DIRECTIONS:
Rewrite the passage on kashrut, beginning at the words "In this week’s" and stopping after "and chew its cud.", with "cleft hoof" changed to "split hoof".

The Yehudi [Yitzhak of Pzhysha] once told his disciple Rabbi Bunam to go on a journey. Toward noon, they came to a village and stopped at an inn. The innkeeper was so pleased with his pious guests that he invited them to have dinner with him.
Rabbi Bunam sat down in the main room, while the others went in and out and asked all sorts of questions concerning the meat that was to be served them: whether the animal was unblemished, the butcher’s qualifications, and just how carefully the meat had been salted.
At that, a man dressed in rags spoke up. “Oy,” he said, “you make a big to-do about what you put into your mouths being clean, but you don’t worry half as much about the purity of what comes out of your mouths!”
In this week’s parasha, the Torah gives us quite a bit of instruction about what we can put into our mouths. Parashat Shemini teaches that the only animals permitted to us must have a cleft hoof and chew its cud.
So a camel may appear to chew its cud, but has no cleft hoof, and a pig may have a cleft hoof, but does not chew its cud. So a cow or a goat is permitted, but no lions, tigers, or bears. Fish must have both fins and scales, so tuna and salmon are kosher, but shark and shellfish are forbidden. Permitted birds cannot be birds of prey, so you may serve chicken and turkey, but to quote the raven – “nevermore.”
Over the centuries, our sages argued over the reason and rationale for the laws of kashrut. Some argued that certain creatures were forbidden for health reasons. But many other commentators rejected this notion. Rabbi Yitzchak Arama wrote in the fifteenth century: “We would do well to bear in mind that the dietary laws are not, as some have asserted, motivated by therapeutic considerations. God forbid! Were that so, the Torah would be denigrated to the status of a minor medical treatise or worse.”

PROVIDED RECORDS:
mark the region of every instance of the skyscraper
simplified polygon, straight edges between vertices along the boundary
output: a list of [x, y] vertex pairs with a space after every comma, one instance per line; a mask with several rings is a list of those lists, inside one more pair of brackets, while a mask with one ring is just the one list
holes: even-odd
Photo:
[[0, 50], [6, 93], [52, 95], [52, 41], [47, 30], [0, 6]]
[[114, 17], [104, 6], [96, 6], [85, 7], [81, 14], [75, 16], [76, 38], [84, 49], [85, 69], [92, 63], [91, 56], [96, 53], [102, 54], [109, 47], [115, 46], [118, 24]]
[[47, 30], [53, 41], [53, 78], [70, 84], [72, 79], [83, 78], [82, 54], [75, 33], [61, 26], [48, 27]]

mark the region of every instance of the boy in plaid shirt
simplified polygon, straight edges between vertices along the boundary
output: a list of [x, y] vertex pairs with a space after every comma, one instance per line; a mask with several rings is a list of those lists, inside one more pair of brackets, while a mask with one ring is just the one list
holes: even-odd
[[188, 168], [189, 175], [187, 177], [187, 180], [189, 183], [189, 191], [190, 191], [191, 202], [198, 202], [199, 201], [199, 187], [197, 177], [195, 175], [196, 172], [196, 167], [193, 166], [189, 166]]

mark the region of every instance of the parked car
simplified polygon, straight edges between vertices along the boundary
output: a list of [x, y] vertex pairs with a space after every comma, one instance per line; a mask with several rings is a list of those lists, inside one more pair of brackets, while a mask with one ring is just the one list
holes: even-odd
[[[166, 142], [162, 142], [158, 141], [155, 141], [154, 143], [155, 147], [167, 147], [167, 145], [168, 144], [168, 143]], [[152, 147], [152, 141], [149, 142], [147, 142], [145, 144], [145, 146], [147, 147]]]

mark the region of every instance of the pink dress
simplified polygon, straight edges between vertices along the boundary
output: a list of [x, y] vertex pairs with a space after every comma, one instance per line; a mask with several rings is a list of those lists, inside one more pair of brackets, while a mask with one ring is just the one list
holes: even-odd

SOLUTION:
In this week’s parasha, the Torah gives us quite a bit of instruction about what we can put into our mouths. Parashat Shemini teaches that the only animals permitted to us must have a split hoof and chew its cud.